start Document
The LIC Arts Open Gallery at the Factory is pleased to present a multidisciplinary solo exhibition:
Justin D Johnson – “A Sense of Being …”
Curators: Destinie Adelakun and Joel Lopez
Working primarily between the mediums of sculpture, painting, and photography Justin D. Johnson incorporates layering of imagery, texts, and various materials in forms of assemblage, sculpture, & collages. In this body of work, he composes themes of ancestry, race, class, identity, theology, history, human/spiritual resilience, and humanity. The exhibition engages the recalling of African/ African-American history and its repetitive cycles of the past in comparison to our modern-day present.
The exhibition showcases a personal and collective journey of beings uprooted from indigenous origins surpassing tragedy endured by ancestors, while laboring an upward battle of self-destruction through complex traumas in a new era. Also speaking to the spiritual and emotional state of the so-called African-American, being passed down as a conflicted inheritance of blessings, traumas, and points of reconciliation. The cyclical notions of a declining personal and collective self through a distortion in philosophy, music, religion, and continuous and perpetual misrepresentations of beauty, intellect, and leadership in media, popular culture imagery are thoughts brought forth by the artist. Johnson's sculptures celebrate and ignominies the dark and light moments of these irresolute histories.
end Document
start Supplied entries
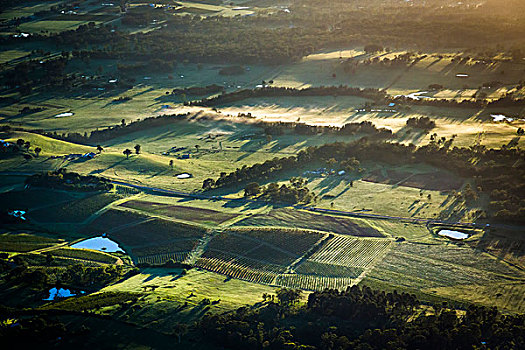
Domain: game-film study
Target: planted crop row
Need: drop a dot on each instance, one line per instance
(310, 282)
(350, 251)
(321, 269)
(243, 261)
(160, 259)
(181, 245)
(235, 270)
(294, 241)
end Supplied entries
• **Required actions**
1) According to the exhibition announcement, who curated the show?
2) Copy a passage of the exhibition announcement, beginning at "The exhibition showcases" and stopping after "these irresolute histories.", and switch "ancestors" to "forebears".
3) Please resume the exhibition announcement, starting after its last sentence.
The rows are not needed for these tasks.

• **Responses for each task**
1) Destinie Adelakun and Joel Lopez

2)
The exhibition showcases a personal and collective journey of beings uprooted from indigenous origins surpassing tragedy endured by forebears, while laboring an upward battle of self-destruction through complex traumas in a new era. Also speaking to the spiritual and emotional state of the so-called African-American, being passed down as a conflicted inheritance of blessings, traumas, and points of reconciliation. The cyclical notions of a declining personal and collective self through a distortion in philosophy, music, religion, and continuous and perpetual misrepresentations of beauty, intellect, and leadership in media, popular culture imagery are thoughts brought forth by the artist. Johnson's sculptures celebrate and ignominies the dark and light moments of these irresolute histories.

3)
He utilizes pieces like an iron neck collar (as an exaggeration to represent an entire collective), a golden and battered heart piece (as a symbol of resilience) and musical instruments impelled with nails & screws (synonymous ideas to traditional Kongolese Nkisi figures, used to describe a powerful energetic force or technology) that will carry out the wishes of healing/upliftment or torture and confusion. Ultimately leading one to a death of sorts, whichever direction called upon by its generator. In a general overview, this body of work stands as a refection of a duality between a celebration of transcendence and an analysis on the future movements to break cycles of self-destruction and repetition. Emphasized on a personal and collective revolutionary call to humanity, an exploration of history, cultural significance of music, science, spiritual philosophy, and an importance to figures of influence. Johnson investigates the disconnection of African progression through its origins in the slave trade through a diverse visual story in a multitude of mediums.
30-30 47th Ave.
LIC, NY 11101
(main floor to the right of Security)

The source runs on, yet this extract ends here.